▶ DATASET RECORDS:
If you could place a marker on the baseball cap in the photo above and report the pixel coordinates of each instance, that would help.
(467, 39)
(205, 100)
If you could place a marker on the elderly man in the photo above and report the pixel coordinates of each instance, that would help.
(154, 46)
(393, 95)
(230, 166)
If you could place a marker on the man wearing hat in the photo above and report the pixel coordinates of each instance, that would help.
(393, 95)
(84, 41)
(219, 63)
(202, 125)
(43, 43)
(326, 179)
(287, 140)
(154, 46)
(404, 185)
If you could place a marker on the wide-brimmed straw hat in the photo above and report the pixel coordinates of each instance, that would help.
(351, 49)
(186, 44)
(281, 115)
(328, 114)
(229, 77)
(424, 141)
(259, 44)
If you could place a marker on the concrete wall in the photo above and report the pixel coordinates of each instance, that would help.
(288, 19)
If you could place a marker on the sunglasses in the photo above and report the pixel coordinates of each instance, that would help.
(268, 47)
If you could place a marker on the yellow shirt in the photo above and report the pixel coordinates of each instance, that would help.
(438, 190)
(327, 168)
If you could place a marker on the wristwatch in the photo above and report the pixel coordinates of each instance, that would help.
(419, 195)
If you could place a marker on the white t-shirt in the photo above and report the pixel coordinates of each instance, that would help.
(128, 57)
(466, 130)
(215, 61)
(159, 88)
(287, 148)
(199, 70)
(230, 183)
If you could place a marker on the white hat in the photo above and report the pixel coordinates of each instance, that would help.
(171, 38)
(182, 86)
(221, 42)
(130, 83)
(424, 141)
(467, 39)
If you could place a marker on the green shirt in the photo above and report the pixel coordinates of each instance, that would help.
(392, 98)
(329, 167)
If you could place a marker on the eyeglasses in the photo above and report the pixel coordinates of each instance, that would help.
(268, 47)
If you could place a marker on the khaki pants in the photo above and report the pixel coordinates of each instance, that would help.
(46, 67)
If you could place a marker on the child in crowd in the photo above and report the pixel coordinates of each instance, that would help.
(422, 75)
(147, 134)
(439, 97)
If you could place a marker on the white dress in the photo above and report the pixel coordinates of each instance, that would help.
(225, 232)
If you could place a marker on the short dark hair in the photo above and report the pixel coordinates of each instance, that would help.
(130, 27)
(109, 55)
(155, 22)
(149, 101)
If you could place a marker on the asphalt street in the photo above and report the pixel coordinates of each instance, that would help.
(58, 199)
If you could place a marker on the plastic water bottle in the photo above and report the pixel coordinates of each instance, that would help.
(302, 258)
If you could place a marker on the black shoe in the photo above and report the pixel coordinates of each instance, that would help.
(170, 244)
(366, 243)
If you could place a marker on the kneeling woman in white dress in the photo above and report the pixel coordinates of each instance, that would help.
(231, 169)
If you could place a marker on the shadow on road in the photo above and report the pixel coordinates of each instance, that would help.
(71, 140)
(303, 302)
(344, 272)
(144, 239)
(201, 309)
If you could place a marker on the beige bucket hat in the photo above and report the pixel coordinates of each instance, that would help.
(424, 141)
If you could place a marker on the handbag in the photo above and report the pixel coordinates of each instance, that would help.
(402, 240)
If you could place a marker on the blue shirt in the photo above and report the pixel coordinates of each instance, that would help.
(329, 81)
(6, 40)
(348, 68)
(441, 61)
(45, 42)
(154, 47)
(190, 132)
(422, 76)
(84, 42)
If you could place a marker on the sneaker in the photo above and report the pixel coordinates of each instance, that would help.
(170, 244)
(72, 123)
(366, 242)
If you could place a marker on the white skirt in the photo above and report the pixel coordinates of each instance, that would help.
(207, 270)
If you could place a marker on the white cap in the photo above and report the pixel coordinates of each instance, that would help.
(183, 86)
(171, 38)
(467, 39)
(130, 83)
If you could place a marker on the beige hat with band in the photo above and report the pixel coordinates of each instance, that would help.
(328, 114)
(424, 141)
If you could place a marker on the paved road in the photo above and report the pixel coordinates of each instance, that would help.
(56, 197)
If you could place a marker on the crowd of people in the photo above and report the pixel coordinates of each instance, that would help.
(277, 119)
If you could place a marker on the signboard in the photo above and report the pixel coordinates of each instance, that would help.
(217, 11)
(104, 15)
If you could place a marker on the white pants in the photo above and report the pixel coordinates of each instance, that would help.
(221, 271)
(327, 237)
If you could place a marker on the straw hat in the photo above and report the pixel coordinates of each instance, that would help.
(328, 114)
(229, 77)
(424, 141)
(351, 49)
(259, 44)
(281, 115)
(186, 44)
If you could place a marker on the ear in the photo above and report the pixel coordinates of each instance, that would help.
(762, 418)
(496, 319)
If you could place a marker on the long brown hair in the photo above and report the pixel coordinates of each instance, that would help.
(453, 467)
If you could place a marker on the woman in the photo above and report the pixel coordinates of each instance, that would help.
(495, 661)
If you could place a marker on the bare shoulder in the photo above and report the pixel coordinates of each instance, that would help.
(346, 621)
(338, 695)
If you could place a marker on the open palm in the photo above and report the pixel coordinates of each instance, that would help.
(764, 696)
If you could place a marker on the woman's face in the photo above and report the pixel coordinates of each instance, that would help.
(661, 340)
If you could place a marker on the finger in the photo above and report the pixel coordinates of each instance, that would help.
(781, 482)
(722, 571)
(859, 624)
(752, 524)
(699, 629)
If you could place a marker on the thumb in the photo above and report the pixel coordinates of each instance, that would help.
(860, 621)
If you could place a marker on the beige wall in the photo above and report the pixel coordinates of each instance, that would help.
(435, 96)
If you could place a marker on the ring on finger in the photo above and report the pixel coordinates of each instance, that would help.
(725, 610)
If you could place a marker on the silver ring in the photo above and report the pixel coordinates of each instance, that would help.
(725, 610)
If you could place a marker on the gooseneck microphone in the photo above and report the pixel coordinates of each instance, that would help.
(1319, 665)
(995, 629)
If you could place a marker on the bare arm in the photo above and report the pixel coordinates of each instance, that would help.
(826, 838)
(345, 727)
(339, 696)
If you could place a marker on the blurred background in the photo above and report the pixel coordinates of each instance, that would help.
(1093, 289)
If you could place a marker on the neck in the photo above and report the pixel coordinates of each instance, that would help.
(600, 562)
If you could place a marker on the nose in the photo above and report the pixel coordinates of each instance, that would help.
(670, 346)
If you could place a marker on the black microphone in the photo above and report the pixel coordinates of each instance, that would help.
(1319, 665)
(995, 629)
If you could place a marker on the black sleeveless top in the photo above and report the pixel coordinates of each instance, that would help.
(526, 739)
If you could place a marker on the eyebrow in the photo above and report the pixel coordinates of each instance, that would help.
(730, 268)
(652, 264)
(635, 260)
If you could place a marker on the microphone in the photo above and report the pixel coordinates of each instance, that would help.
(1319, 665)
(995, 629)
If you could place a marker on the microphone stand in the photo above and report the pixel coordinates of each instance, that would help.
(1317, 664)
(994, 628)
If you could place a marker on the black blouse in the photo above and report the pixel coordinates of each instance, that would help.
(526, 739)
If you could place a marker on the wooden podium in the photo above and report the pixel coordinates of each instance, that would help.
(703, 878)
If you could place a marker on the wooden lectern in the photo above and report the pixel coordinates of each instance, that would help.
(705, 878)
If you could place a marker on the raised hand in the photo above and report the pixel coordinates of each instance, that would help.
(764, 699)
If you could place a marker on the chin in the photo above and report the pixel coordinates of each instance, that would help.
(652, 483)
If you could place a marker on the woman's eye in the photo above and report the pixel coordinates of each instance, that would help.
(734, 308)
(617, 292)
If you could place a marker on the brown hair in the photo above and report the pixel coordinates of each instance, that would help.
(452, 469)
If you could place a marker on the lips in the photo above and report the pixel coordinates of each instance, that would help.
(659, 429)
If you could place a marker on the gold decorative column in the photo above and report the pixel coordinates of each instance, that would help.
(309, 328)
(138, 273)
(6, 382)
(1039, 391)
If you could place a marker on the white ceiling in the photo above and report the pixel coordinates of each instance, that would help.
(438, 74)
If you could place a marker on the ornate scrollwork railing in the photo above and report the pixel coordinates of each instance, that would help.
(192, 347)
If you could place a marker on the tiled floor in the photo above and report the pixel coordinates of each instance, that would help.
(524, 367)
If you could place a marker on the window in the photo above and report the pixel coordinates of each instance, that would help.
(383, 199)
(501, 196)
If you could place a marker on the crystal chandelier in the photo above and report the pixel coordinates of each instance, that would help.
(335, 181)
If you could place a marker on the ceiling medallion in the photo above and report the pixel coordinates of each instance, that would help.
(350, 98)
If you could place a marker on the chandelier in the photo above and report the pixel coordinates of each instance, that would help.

▶ SHORT PROBLEM: Quote every line from the line containing "If you could place a marker on the ornate" through the closing line of the listing, including both.

▶ EXERCISE RESPONSE:
If you could place a marker on the ornate scrollwork railing in the photo above and report the pixel coordinates of each instance, that would help.
(192, 347)
If you could place a marker on the tiled floor in the photo above and report the pixel coordinates of each instance, that would help.
(524, 367)
If you could place a marker on the window in the photo above and report the pixel coordinates of each instance, that would help.
(383, 199)
(501, 196)
If you could place a marker on the crystal chandelier in the photo above and report the pixel coordinates of each instance, that would help.
(335, 181)
If you could place a marker on the ceiling medallion in the photo above and report the pixel coordinates of each instance, that would help.
(350, 98)
If you could place a marker on the chandelier in the photo above and report the pixel coordinates of each instance, that would help.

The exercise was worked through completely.